## Requirement
Count the lines in the items below that contain the string "laptop", treating uppercase and lowercase as different. Give only the number.

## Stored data
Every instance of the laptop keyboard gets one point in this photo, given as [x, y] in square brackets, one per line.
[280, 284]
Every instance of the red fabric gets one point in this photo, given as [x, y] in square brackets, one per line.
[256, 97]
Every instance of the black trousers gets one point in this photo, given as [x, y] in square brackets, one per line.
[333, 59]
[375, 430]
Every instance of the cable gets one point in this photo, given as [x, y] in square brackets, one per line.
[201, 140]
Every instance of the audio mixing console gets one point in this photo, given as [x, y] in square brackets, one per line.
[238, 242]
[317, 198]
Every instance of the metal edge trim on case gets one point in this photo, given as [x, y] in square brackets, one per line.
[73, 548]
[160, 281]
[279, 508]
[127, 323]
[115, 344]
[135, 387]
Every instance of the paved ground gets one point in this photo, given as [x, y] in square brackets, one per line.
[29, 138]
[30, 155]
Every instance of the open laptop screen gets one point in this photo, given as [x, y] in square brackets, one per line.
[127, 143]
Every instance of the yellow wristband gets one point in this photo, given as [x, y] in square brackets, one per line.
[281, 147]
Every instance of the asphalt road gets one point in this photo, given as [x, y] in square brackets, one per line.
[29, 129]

--

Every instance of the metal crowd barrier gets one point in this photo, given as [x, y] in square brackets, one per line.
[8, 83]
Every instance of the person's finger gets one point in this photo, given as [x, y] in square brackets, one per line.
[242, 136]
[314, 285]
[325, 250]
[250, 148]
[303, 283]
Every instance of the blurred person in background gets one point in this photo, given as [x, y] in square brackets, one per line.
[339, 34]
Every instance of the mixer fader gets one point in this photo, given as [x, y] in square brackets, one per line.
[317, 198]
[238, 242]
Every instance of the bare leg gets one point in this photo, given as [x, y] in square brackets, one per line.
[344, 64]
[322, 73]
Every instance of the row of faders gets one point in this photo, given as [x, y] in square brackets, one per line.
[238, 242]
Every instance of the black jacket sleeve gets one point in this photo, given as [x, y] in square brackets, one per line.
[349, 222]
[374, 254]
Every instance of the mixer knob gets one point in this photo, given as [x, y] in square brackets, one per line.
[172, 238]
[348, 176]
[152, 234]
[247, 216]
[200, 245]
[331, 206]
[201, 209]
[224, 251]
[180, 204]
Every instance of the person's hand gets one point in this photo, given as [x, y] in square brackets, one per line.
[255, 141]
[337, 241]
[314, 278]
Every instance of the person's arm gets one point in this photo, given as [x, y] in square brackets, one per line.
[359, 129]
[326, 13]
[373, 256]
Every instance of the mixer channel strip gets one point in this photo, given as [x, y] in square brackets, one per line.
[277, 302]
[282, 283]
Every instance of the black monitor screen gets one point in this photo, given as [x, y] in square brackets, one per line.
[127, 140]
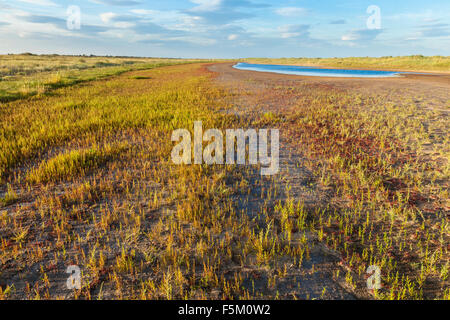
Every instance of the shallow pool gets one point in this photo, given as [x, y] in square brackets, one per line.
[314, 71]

## Output of the exercise
2